Given instruction: Recast every line of the listing below as a JSON list of strings, one string per line, leaving out blank lines.

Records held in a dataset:
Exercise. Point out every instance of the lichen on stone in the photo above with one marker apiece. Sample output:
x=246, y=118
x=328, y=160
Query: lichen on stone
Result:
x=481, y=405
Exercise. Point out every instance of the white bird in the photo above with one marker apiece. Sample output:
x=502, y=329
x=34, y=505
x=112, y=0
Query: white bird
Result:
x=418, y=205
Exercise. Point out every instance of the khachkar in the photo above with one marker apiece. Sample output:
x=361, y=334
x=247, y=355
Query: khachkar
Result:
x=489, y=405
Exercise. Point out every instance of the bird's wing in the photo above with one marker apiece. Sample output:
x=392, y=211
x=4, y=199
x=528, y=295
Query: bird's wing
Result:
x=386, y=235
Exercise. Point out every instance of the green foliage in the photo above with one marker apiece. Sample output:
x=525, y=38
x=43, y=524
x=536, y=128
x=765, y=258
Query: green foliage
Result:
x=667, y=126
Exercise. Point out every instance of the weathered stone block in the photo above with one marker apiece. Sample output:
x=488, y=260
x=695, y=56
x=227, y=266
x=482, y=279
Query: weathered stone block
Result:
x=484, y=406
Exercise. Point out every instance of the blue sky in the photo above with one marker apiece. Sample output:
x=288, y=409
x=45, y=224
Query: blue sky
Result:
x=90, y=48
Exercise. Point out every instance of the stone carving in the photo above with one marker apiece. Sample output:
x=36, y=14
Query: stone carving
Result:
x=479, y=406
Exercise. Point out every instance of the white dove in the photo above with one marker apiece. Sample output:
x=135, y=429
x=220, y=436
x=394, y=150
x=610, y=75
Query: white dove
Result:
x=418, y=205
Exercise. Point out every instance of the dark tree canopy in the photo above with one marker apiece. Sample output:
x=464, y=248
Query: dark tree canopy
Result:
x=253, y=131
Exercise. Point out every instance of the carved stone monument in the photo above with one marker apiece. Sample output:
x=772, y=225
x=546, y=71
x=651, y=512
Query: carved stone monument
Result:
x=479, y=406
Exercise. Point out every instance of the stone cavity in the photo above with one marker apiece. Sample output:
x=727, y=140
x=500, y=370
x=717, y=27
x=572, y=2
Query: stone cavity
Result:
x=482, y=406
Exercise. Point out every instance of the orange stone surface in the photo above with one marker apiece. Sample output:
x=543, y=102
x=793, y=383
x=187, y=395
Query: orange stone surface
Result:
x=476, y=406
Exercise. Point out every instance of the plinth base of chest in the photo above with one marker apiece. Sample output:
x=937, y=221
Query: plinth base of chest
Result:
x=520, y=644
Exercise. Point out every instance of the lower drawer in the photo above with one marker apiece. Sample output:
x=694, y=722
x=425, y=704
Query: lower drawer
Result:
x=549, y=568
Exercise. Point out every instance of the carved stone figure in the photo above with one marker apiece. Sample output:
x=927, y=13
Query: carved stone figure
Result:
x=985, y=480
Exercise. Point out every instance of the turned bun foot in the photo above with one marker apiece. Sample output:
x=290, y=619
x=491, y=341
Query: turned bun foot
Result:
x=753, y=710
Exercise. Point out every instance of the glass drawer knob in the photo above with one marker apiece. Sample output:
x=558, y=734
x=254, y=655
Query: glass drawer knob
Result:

The completed task:
[
  "Exercise. Point out every instance of the lichen on stone in the photo above with one marker apiece. Sample output:",
  "x=246, y=118",
  "x=328, y=160",
  "Query: lichen on stone",
  "Result:",
  "x=481, y=405",
  "Exercise. Point out every instance of the white bird in the photo above with one marker apiece. Sample output:",
  "x=502, y=329",
  "x=34, y=505",
  "x=112, y=0",
  "Query: white bird",
  "Result:",
  "x=418, y=205",
  "Exercise. Point out every instance of the khachkar in the photo above with one marker apiece. Sample output:",
  "x=361, y=334",
  "x=247, y=355",
  "Query: khachkar",
  "Result:",
  "x=489, y=405",
  "Exercise. Point out every instance of the bird's wing in the photo above with one marker apiece. Sample output:",
  "x=392, y=211",
  "x=4, y=199",
  "x=528, y=295",
  "Query: bird's wing",
  "Result:",
  "x=386, y=235",
  "Exercise. Point out every instance of the green foliage in the photo above with one marker apiece. Sample output:",
  "x=525, y=38",
  "x=43, y=524",
  "x=536, y=128",
  "x=765, y=258",
  "Query: green foliage",
  "Result:",
  "x=667, y=126",
  "Exercise. Point out every instance of the weathered stone block in the photo above with one marker apiece. Sample output:",
  "x=488, y=260",
  "x=695, y=56",
  "x=227, y=266",
  "x=482, y=279",
  "Query: weathered stone block",
  "Result:",
  "x=484, y=406",
  "Exercise. Point out every instance of the blue sky in the photo above with one marker apiece. Sample output:",
  "x=288, y=409",
  "x=45, y=224",
  "Query: blue sky",
  "Result:",
  "x=90, y=48",
  "Exercise. Point out every instance of the stone carving in the photo above with one marker apiece. Sample output:",
  "x=36, y=14",
  "Query: stone carving",
  "Result:",
  "x=479, y=406",
  "Exercise. Point out every instance of the white dove in the photo above with one marker apiece. Sample output:",
  "x=135, y=429",
  "x=220, y=436",
  "x=394, y=150",
  "x=610, y=75",
  "Query: white dove",
  "Result:",
  "x=418, y=205",
  "Exercise. Point out every instance of the dark tree canopy in the photo above with one marker apiece. Sample output:",
  "x=464, y=248",
  "Query: dark tree canopy",
  "Result:",
  "x=253, y=131",
  "Exercise. Point out every instance of the carved stone monument in the photo above with one marker apiece. Sample output:",
  "x=772, y=225",
  "x=546, y=71",
  "x=651, y=512",
  "Query: carved stone monument",
  "Result:",
  "x=479, y=406",
  "Exercise. Point out every instance of the stone cavity in the photo above with one marker apiece. Sample output:",
  "x=727, y=140",
  "x=500, y=370",
  "x=717, y=27",
  "x=572, y=2",
  "Query: stone cavity",
  "Result:",
  "x=482, y=406",
  "Exercise. Point out every instance of the orange stone surface in the photo above with one marker apiece. Sample output:",
  "x=543, y=102",
  "x=793, y=383",
  "x=187, y=395",
  "Query: orange stone surface",
  "Result:",
  "x=476, y=406",
  "Exercise. Point out every instance of the plinth base of chest in the photo above with one marker apiece. Sample output:",
  "x=937, y=221",
  "Query: plinth base of chest",
  "Result:",
  "x=520, y=644",
  "Exercise. Point out every instance of the lower drawer in the photo above with one marker apiece. Sample output:",
  "x=694, y=722",
  "x=425, y=704",
  "Query: lower drawer",
  "Result:",
  "x=549, y=568",
  "Exercise. Point out every instance of the carved stone figure in the photo above with one marker apiece. Sample output:",
  "x=927, y=13",
  "Query: carved stone figure",
  "Result:",
  "x=985, y=480",
  "Exercise. Point out every instance of the turned bun foot in the photo above with one marker apiece. Sample output:",
  "x=290, y=619",
  "x=491, y=341",
  "Query: turned bun foot",
  "Result:",
  "x=753, y=710",
  "Exercise. Point out every instance of the glass drawer knob in the photo above with one marker apiece. Sample output:",
  "x=558, y=734",
  "x=254, y=655",
  "Query: glass drawer knob",
  "Result:"
]